WHAT THIS TASK INVOLVES >>
Scan the data below and pick out the lines containing the word "tulle".

RECORDS TO PROCESS >>
■ ■ ■ ■

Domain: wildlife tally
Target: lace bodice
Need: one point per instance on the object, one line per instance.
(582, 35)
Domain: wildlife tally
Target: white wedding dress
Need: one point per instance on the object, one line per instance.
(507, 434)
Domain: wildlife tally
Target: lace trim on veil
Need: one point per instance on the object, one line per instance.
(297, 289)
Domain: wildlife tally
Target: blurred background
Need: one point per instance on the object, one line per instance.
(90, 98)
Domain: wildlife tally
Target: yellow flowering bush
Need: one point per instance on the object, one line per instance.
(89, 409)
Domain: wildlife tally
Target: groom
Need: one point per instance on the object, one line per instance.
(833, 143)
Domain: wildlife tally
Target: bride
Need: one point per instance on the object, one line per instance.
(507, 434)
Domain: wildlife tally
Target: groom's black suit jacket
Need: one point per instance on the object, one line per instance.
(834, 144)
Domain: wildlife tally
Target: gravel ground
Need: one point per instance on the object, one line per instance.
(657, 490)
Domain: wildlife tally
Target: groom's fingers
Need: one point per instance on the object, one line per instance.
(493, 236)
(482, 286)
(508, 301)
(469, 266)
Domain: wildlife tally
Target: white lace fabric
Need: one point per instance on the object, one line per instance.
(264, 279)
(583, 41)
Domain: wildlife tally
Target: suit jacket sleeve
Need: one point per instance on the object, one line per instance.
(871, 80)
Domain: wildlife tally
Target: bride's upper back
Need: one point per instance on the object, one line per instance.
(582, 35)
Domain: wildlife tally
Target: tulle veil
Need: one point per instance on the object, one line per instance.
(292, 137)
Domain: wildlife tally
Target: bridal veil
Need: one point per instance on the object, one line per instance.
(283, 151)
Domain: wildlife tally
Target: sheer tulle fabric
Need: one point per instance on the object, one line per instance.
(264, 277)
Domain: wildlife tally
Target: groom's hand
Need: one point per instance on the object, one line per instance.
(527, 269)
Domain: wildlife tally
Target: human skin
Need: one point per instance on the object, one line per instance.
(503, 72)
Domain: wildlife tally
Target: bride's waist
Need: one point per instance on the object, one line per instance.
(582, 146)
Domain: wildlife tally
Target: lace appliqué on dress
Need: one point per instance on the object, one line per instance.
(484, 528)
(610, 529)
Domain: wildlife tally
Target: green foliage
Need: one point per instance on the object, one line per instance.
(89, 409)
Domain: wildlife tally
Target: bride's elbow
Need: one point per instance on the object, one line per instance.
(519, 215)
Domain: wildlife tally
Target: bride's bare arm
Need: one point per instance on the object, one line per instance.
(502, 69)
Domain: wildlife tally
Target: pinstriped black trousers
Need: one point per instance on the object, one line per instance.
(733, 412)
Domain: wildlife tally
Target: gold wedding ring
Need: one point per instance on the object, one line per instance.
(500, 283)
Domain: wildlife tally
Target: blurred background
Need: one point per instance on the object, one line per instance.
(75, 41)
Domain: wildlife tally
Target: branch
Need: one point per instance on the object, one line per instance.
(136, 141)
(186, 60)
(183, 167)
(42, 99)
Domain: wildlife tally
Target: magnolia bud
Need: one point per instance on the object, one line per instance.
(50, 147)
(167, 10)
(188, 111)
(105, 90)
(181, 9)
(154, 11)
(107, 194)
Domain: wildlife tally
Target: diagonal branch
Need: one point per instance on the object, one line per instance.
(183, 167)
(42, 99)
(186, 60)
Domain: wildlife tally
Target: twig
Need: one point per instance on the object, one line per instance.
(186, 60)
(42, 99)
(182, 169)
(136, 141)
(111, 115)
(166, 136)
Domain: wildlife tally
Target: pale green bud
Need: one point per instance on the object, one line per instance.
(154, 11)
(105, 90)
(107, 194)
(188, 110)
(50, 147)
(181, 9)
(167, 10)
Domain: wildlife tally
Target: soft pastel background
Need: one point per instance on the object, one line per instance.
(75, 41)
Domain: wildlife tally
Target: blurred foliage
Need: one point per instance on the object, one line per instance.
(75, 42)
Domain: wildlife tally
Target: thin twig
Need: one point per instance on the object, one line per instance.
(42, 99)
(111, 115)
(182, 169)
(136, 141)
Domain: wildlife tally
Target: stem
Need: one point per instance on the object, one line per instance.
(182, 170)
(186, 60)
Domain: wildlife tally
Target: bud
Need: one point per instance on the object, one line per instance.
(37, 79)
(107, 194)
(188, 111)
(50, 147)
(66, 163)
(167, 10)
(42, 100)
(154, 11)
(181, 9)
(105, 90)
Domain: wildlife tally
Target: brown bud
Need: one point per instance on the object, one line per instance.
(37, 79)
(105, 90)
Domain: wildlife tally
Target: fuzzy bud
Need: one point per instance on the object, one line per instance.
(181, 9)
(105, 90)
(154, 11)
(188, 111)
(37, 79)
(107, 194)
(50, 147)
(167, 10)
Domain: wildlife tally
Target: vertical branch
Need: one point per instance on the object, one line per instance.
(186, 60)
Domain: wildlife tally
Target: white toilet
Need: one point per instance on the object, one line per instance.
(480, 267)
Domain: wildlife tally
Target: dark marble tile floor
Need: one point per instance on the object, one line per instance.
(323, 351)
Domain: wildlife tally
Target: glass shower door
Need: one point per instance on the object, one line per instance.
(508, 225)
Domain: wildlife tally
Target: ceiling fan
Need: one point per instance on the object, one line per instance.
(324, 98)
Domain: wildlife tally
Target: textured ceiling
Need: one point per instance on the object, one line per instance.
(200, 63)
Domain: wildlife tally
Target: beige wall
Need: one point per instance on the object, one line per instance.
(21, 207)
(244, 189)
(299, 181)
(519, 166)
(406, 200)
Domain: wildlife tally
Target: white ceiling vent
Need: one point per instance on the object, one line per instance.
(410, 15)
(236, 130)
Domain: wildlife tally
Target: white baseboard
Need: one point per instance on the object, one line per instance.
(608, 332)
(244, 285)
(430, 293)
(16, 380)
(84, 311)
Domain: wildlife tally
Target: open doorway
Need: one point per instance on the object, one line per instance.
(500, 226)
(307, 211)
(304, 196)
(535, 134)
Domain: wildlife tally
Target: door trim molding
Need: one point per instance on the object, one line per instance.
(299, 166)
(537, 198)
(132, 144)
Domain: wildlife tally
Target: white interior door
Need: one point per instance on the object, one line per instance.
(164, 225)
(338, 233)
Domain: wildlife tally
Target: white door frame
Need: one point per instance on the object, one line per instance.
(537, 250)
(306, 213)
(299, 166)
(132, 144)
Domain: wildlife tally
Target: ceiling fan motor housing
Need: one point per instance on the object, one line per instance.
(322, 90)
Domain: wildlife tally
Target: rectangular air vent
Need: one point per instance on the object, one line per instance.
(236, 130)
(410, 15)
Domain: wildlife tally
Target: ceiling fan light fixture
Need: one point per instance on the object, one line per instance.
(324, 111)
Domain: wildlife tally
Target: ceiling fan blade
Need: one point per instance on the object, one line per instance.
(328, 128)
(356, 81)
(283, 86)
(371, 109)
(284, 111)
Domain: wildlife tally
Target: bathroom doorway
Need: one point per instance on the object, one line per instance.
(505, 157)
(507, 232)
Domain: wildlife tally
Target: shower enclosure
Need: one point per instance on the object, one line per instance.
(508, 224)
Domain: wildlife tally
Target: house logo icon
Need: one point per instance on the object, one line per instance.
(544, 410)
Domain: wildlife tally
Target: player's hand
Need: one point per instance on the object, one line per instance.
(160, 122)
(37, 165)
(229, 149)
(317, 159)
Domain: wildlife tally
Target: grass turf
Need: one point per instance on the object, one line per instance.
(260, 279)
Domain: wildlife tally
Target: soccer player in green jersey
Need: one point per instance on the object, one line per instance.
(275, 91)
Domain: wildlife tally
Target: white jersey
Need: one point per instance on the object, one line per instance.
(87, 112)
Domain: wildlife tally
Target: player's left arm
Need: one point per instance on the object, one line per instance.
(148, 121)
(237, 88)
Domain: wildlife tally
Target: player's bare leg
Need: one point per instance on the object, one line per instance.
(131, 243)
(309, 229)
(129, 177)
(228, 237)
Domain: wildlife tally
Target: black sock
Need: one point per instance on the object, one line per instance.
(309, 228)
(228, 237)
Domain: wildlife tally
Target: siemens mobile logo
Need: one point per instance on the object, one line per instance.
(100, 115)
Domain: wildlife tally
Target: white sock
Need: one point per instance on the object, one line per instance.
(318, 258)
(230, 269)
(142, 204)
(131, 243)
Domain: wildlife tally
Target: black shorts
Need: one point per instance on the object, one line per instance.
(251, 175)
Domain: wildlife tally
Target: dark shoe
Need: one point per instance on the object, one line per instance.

■ ■ ■ ■

THE COMPLETED TASK >>
Target: tulle veil
Target: sheer tulle fabric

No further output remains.